• [Task brief]: Write out the forum thread from the words "That's what the" through "wanna team up!!", switching "competition" to "contest".

• [Selected text]:

#playground-series-s3e21
1 messages · Page 1 of 1 (latest)

I’m a little confused
Why are we setting some variables to all 0s
The hidden test dataset may not have all 0s in that same variable (it is not given)
After evaluating the feature importance, many variables have little or no impact on the model's predictions. We'd typically remove these variables from the model. Setting the column to zero has the same effect. (ie the Random Forest will never choose the column to do a split).
BUT setting the ID column to zero has no impact on the score at all
Playground Series - Season 3, Episode 21
I don't get it, the test dataset may not have zeros on those columns
If anything I think it makes the model worse due to data drift
When you train a model with 0s on those columns and test it on dataset with non zero values
In past playgrounds with LightGBM/CatBoost adding ID did worsen the score
I didn't even think to remove the id column ngfl
now you point it out it is probably best that it's removed
hmm I think I understand why setting variables to 0s work now, I forgot you don’t construct decision tree on testing phase
but doesn’t explain why setting ID to 0 or not does not impact public score at all
Evaluation metric changed 
It was a more interesting problem before. I wouldn't have joined given the current setup...
why do set the variable to zero?
what about other feature selection techniques and can i use that on top feature importance?
discard the feature
It's the internal working of random forest
Why all of my submission is error, it shows "Evaluation metric raised an unexpected error". How to fix it thanks
try index=False when save csv df.to_csv('submission.csv', index=False)

Yes, I would also like to understand why dataclipping works. It seems a bit ad-hoc to me
Ah, I see that makes sense
I don't think clipping the target will work
ICR 😂
😭
submission['target'].clip(5.01,11.69)
and i combined with RFCV features it gave me score of 1.55 which is not a good score but descent.
without target clipping it gave score of 1.39 with same RFCV features
Clipping the target makes my local CV higher actually
The data is too noisy to predict with random forest. 3500 is a very small dataset
Dropping rows makes it even smaller (3000)
I don’t see that. Are you clipping the holdout fold? (Though, I should add, I used optuna to find the clip cutoffs for the target and features at the same time… so my mileage might vary)
Yes lmao
Wait, I think I shouldn't do that, you are right
I clipped outside of the CV loop
how to test the dataset after feature selection and clipping the targer variable?
That's what the out of fold cross validation is for
@broken yew 👍
Who all are active in this competition, well I just got free from my college university exams and practicals...
Anybody wanna team up!!
Till now I only created a base model notebook...
Gonna speed up on this soon✨✨
Me on kaggle: https://www.kaggle.com/manavgupta92
As a machine learning enthusiast, I'm often asked if I'm worried about robots taking over the world.
My Answer:
"As long as they're programmed to bring me coffee, I welcome our new robot overlords."
Ever since I was young, I've been fascinated with technology and the possibilities it holds. It all started with my fascination with time machi...

• [Records]:
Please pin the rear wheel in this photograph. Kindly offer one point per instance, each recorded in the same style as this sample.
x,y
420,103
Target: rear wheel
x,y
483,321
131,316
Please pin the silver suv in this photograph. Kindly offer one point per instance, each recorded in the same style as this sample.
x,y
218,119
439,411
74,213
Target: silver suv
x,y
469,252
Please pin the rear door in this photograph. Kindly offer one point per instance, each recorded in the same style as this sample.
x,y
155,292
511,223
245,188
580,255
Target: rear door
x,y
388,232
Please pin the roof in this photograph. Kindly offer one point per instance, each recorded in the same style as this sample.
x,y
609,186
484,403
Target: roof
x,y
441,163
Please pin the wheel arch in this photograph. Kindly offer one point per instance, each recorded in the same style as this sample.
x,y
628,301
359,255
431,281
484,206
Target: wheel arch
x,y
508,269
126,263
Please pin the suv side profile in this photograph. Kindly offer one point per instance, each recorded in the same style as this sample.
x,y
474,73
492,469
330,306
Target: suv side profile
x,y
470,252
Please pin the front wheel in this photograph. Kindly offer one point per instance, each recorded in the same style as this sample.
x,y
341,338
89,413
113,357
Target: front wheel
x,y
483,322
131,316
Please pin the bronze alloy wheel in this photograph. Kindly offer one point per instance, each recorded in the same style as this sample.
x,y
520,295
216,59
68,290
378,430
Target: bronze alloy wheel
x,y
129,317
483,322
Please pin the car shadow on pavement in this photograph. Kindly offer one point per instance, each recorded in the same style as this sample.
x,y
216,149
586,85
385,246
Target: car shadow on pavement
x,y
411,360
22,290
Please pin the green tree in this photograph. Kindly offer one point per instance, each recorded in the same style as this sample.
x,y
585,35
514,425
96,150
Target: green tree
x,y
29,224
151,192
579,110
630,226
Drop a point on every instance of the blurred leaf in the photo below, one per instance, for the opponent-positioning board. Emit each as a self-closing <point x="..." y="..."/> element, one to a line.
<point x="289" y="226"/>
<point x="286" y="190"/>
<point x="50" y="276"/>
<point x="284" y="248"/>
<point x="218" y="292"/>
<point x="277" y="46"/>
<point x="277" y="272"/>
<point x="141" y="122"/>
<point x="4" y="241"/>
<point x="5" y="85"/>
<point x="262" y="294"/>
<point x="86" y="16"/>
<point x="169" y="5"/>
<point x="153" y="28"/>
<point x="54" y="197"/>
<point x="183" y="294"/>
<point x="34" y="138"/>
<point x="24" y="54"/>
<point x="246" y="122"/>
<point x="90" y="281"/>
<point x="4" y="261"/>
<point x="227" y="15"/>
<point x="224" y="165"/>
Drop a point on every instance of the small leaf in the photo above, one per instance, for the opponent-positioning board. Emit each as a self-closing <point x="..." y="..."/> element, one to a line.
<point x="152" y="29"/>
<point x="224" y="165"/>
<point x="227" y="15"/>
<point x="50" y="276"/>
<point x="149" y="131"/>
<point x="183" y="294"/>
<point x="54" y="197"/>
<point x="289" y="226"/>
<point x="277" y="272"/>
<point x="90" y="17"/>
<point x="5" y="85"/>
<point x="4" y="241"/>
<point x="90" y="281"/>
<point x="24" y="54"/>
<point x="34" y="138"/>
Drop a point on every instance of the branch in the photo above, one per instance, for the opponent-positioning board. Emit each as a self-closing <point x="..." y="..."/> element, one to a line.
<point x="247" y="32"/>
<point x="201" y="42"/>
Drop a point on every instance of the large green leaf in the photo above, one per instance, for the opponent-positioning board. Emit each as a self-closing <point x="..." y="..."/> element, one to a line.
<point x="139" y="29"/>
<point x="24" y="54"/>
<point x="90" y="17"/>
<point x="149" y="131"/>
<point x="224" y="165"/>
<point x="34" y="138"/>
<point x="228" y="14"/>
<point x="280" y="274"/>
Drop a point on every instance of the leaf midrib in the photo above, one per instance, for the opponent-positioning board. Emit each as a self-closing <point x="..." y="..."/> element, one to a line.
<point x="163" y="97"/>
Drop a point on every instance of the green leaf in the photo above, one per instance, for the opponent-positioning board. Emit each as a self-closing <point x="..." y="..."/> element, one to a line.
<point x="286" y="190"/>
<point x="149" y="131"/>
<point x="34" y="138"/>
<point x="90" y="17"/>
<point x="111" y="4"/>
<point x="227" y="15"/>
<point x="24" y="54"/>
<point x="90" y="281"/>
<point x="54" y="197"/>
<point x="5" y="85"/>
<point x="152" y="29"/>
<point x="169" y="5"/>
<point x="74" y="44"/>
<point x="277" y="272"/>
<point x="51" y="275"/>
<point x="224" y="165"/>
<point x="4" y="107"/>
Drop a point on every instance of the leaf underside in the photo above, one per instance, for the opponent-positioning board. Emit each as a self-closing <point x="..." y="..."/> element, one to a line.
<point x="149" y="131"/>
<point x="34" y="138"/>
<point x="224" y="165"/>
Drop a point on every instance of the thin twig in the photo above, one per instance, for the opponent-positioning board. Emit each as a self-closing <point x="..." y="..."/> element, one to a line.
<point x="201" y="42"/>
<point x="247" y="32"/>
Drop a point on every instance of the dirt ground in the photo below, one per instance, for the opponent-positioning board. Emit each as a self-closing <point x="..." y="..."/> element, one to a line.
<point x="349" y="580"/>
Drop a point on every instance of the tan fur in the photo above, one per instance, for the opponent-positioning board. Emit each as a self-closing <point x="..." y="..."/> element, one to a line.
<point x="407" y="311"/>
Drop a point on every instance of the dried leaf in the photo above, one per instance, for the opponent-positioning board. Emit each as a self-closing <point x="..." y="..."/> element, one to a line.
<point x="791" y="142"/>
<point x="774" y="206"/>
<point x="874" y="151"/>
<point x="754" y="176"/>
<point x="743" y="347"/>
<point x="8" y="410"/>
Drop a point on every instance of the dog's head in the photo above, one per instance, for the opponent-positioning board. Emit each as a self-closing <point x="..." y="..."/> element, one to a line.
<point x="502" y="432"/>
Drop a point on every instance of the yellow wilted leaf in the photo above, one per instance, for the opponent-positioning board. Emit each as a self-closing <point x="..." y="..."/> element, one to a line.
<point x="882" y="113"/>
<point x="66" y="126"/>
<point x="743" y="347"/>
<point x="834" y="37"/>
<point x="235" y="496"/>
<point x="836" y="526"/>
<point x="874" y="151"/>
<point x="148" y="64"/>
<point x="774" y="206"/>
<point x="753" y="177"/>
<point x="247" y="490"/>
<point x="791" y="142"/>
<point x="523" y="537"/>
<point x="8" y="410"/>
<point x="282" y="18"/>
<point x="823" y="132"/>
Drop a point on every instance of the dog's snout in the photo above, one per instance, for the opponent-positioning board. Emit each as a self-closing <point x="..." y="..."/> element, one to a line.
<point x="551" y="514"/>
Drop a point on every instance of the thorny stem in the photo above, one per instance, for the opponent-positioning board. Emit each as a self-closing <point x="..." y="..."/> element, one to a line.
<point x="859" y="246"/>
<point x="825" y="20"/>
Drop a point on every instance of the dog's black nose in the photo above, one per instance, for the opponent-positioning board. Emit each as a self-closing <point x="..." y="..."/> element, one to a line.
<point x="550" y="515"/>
---
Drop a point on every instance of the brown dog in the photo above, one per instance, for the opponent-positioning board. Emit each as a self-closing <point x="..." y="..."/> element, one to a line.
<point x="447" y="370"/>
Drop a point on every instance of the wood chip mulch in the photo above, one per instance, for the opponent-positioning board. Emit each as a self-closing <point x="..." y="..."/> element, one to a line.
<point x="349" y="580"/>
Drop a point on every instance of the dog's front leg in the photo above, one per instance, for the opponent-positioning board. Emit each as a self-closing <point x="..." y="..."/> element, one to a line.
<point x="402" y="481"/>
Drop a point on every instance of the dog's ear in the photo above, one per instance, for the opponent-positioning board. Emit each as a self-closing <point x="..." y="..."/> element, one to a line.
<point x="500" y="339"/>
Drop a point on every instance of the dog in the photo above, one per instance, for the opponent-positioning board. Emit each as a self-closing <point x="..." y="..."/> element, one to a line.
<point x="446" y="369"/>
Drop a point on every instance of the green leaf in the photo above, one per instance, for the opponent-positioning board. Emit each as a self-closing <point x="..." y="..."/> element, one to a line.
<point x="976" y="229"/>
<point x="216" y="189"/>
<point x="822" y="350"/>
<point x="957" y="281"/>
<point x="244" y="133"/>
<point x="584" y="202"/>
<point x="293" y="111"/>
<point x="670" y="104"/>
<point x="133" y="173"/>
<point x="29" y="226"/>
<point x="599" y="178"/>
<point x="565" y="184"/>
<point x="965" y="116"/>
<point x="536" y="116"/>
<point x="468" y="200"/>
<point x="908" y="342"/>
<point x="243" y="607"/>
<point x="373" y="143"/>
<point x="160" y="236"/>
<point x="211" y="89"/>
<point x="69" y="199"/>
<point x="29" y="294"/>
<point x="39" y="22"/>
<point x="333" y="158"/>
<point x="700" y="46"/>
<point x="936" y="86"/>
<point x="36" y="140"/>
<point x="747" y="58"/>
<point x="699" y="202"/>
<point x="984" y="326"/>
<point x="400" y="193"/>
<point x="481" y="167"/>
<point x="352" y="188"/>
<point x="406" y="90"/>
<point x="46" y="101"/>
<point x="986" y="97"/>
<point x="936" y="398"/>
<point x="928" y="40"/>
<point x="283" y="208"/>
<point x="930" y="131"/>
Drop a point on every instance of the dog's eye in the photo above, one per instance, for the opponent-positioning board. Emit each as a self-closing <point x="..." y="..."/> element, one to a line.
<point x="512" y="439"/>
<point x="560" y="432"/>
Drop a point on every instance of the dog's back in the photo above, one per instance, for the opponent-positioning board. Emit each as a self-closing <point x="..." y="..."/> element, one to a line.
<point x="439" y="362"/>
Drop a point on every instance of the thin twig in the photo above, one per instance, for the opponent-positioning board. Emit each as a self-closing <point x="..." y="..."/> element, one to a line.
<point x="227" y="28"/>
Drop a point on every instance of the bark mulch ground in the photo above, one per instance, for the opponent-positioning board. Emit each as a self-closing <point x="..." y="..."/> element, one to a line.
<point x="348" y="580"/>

• [Answer to the task]:
That's what the out of fold cross validation is for
@broken yew 👍
Who all are active in this contest, well I just got free from my college university exams and practicals...
Anybody wanna team up!!